Records for this task:
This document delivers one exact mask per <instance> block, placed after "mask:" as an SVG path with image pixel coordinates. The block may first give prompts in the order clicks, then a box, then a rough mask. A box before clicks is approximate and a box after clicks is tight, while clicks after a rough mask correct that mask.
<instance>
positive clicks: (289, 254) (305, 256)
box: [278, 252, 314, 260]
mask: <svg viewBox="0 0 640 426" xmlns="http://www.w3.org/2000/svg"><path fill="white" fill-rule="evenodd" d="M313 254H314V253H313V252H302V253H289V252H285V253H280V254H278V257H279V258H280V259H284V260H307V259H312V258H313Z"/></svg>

What the task asks: Nothing may be left out: return each entry exactly as it reads.

Task solution:
This document delivers one exact mask per <instance> block, placed after "mask:" as an SVG path with image pixel coordinates. The block may first give prompts in the order clicks, then a box, then a rough mask. A box before clicks is approximate and a box after clicks is tight, while clicks after a rough mask correct that mask.
<instance>
positive clicks: (289, 254) (305, 256)
box: [278, 252, 314, 260]
mask: <svg viewBox="0 0 640 426" xmlns="http://www.w3.org/2000/svg"><path fill="white" fill-rule="evenodd" d="M313 254H314V253H313V252H302V253H289V252H285V253H280V254H278V257H279V258H280V259H284V260H307V259H312V258H313Z"/></svg>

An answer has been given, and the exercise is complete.